WHAT NEEDS TO BE DONE:
Reproduce the material below word for word, starting at the line containing "flower center and" and continuing through the end of the material, with both of those ends included.

Object location annotation data:
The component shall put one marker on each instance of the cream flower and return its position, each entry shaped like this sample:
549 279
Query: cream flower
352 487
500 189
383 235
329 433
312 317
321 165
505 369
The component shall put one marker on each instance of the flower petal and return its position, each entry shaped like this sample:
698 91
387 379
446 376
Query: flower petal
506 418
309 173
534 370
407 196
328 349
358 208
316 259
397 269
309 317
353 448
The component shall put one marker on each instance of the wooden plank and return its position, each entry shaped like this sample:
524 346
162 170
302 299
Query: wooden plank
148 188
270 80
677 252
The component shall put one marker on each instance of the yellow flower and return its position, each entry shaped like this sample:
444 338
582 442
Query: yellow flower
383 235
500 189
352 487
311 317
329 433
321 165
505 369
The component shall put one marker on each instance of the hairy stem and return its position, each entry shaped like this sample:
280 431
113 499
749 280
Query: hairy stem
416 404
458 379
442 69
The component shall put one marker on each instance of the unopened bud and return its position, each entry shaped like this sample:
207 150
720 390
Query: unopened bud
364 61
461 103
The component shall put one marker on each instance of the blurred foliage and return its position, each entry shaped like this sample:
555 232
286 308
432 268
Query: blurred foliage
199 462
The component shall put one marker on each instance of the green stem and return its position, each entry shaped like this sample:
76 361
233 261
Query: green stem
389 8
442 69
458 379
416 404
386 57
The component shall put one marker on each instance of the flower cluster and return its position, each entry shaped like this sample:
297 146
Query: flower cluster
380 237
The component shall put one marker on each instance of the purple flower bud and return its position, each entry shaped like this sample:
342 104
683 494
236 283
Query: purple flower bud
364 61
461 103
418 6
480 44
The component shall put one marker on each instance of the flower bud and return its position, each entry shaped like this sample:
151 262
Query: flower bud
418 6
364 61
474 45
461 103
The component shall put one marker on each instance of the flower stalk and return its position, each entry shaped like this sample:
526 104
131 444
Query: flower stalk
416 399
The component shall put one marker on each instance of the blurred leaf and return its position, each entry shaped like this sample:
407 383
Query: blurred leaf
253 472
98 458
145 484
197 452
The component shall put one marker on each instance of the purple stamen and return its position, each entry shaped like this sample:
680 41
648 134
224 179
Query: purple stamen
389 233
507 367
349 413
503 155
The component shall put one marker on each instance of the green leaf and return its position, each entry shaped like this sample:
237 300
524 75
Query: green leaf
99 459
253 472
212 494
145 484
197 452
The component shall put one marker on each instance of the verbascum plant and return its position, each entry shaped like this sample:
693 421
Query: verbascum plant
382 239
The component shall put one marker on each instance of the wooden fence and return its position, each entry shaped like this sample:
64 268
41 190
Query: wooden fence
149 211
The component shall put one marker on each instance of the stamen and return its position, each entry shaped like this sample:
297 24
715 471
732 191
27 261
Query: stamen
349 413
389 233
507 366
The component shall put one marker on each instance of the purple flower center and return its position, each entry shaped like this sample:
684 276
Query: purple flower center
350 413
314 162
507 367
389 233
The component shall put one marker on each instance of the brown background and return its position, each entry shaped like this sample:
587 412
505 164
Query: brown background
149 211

THE COMPLETED TASK:
The component shall put one marker on each instance of the purple flower center and return its position, each entry shaped like this sample:
684 276
Query: purple flower center
350 413
314 162
507 367
389 233
The component shall put one marker on each instance of the brown background and return its position, each entry shaped like this sample:
587 412
505 164
Query: brown background
149 211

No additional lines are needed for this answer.